Vais levar, Fabiana

Ainda há meia dúzia de esplanadas pobres, longe das ruas da moda, onde a dona serve às mesas e o marido carrega o vasilhame e faz contas à vida ao balcão. As cadeiras nunca são confortáveis, as mesas assentam sobre o empedrado irregular, a garrafa que nos trazem bem pode deslizar pelo tampo inclinado e rebolar pelo chão. Tudo é precário como se a qualquer altura os donos tivessem de levantar mesas e cadeiras e sair a correr com elas à cabeça, tal e qual como as vendedeiras de meias, que nos tiram os collants das mãos quando estamos a apreçá-los e largam a correr, rua abaixo, com a polícia caça-licenças no encalço. Mas havendo sol, e uma nesga de rio, é quanto nos basta para desfrutar do precário.

Numa das mesas, uma mulher escreve versos num caderno e esconde-os com a mão, risca a última linha, resgata da rasura uma palavra, afaga a nuca e vai-se encolhendo toda, como quem fecha a concha.

Ao meu lado, um segurança de discoteca fala ao telefone com um cliente, discute preços, horários, quer saber que tipo de festa é, quantos homens terá de levar com ele. Fico a saber que o melhor dos seus homens levou um tiro num braço mas vai ficar porreiro, como o aço.

A mulher do segurança esbofeteia as páginas de uma revista, fá-las passar a todo o gás, sem se deter em nenhuma, e quando chega ao fim regressa à capa. Nem ela nem ele reparam na filha, uma catraia de cinco ou seis anos, que leva tempo a tirar catotas do nariz e a colá-las no tampo da mesa, não por baixo, como é habitual, mas por cima, para ficar depois a olhar para elas, as suas bolinhas alinhadas com um sentido que nos escapa.

Um doente dos pulmões dá o seu passeio da tarde, tubos de plástico enfiados no nariz, garrafão do oxigénio no carrinho atrás, a rodar aos solavancos pela calçada, e o homem da mesa em frente, que até aí passara o tempo a jogar com o telemóvel, convida-o a sentar-se para tomar um pingo. Do discurso desdentado do doente não se percebe nada. O outro responde “Pois, pois”, e o doente entusiasma-se e quando dou por ela já está a cantar, com vozinha quebrada, quase sem fôlego, a «Maria Rita». A mulher dos versos levanta a cabeça e franze as sobrancelhas. Assim não há condições. Mas o homem está com os pés para a cova, que diabo, deixá-lo cantar.

– Eu pergunto à multidão mas ninguém a viu passar… dou uma vela a S. João se a voltar a encontrar…

Olha para nós como quem pede “Todos juntos!”, mas daqui não leva nada.

Da janela lá de cima (haveria vizinhos a espreitar-nos?) irrompe um grito: “Vais levar, Fabiana!” mas da Fabiana já só ouvimos um arrastar de chinelos em fuga. O grito aguenta-se no ar, fino e perfurante, não esmorece, como o aço. Corre, Fabiana, corre, e volta só para o jantar.

DESCRIÇÃO DA TAREFA: No texto sobre a esplanada, o que escreve a mulher sentada numa das mesas? Baseia-te unicamente no texto.

EXCERTOS DA LISTAGEM:
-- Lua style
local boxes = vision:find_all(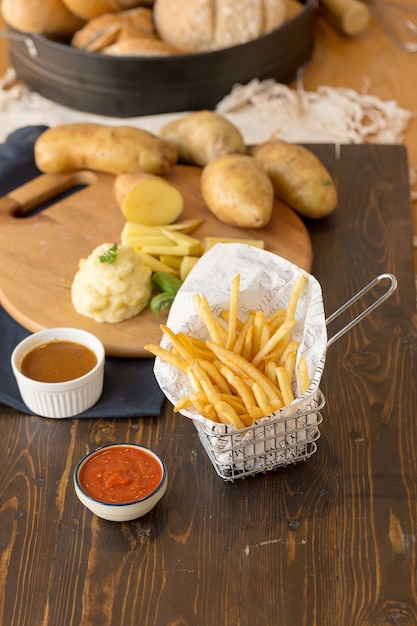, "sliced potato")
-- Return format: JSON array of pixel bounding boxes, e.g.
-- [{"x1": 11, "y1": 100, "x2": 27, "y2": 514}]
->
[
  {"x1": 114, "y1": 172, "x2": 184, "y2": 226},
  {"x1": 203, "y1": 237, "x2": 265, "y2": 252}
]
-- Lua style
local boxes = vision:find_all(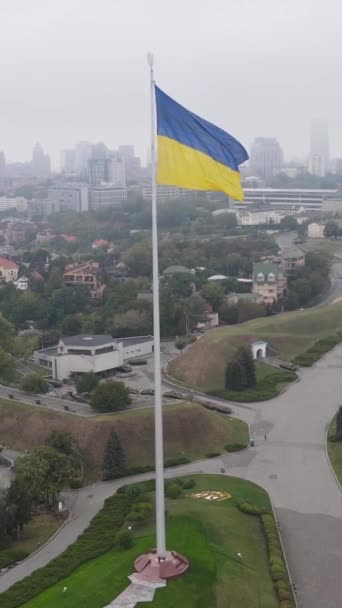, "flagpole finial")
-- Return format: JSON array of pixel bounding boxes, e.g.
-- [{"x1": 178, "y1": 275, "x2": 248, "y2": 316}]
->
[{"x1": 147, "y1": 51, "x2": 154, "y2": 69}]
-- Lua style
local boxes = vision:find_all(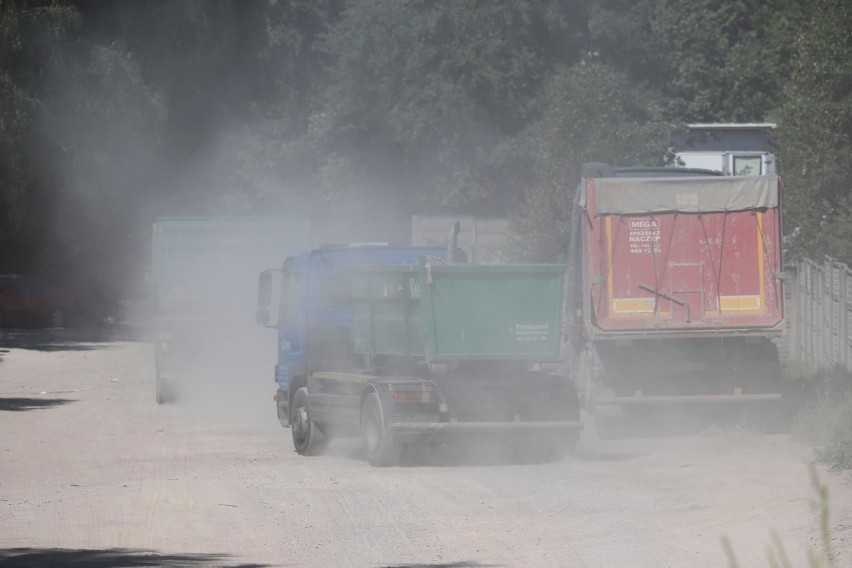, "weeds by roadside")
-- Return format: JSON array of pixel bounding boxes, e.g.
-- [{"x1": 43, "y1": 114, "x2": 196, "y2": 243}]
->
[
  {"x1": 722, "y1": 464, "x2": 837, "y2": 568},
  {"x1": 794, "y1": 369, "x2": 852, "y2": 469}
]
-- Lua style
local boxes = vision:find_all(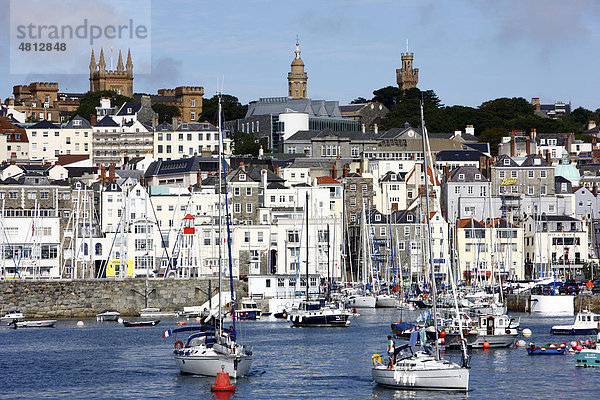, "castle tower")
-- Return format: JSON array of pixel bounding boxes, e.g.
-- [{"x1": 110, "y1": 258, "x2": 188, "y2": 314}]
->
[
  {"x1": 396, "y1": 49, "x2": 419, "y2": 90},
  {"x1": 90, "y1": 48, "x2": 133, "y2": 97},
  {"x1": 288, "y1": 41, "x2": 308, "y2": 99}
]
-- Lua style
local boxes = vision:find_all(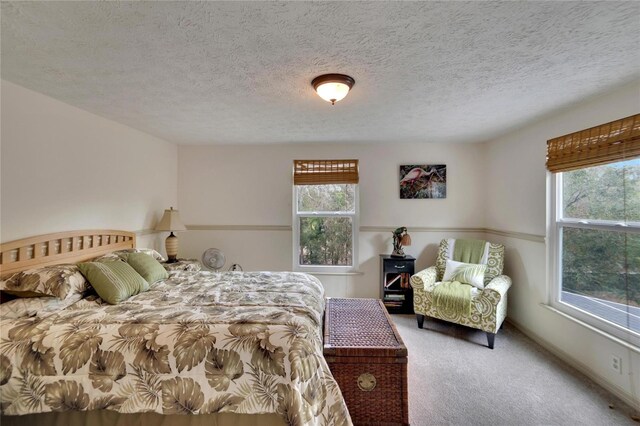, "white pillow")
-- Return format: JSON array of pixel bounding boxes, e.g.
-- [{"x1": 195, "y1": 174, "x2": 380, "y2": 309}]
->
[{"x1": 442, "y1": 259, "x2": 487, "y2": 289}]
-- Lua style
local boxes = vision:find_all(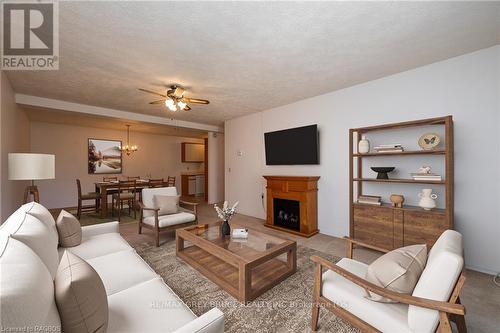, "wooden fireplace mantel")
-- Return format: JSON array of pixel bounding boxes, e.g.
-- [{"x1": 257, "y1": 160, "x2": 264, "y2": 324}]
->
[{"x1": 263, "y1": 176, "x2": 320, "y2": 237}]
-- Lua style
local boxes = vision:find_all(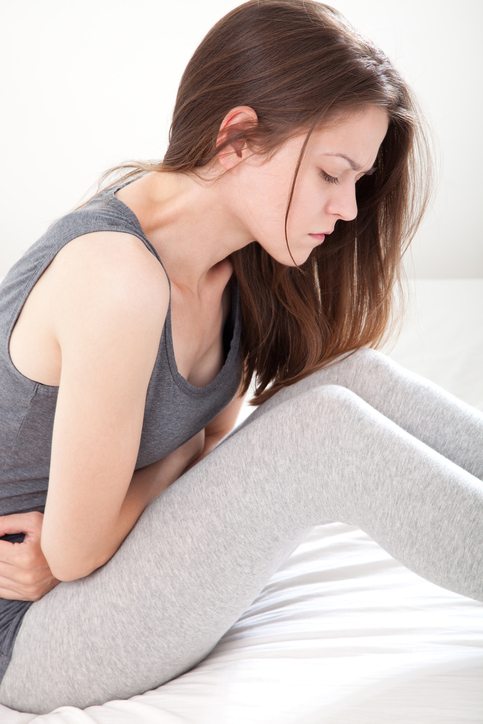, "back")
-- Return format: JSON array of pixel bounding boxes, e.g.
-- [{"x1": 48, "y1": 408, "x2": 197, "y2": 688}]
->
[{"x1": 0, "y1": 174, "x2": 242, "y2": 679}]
==
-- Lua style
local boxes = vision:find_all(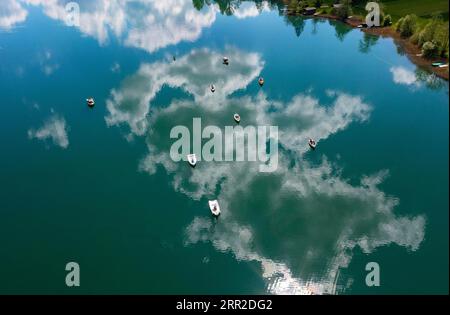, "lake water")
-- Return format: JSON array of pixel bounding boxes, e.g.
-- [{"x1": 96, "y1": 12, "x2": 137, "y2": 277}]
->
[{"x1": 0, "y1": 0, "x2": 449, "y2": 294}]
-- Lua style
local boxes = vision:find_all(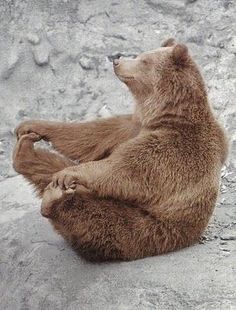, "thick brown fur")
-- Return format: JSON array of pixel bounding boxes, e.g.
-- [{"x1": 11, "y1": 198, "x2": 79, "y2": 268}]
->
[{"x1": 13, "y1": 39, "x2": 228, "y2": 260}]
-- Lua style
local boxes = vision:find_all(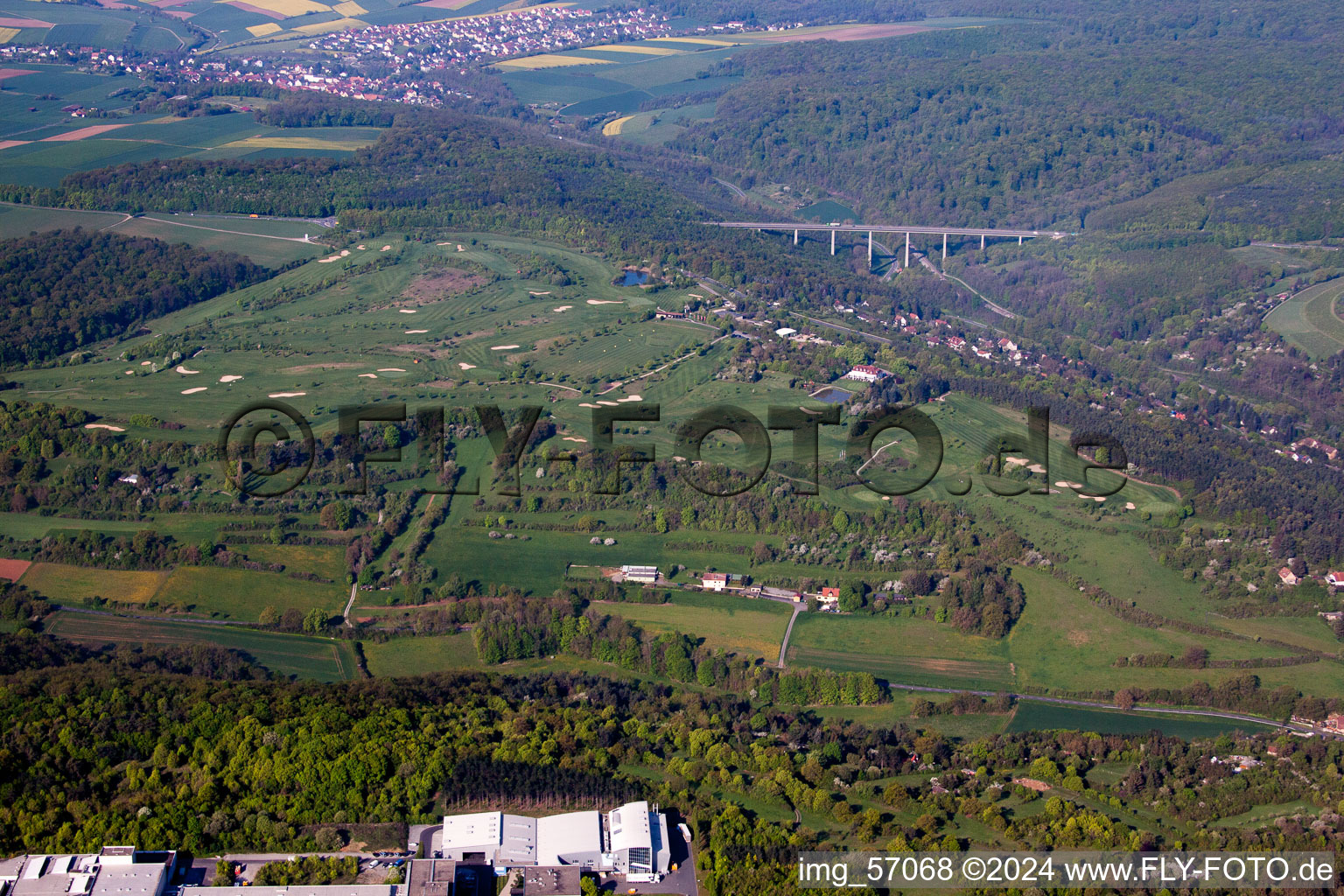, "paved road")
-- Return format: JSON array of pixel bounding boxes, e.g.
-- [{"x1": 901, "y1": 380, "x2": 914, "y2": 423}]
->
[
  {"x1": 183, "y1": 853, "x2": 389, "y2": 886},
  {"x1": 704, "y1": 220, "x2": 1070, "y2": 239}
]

RESPOSTA FINAL: Versos, num caderno.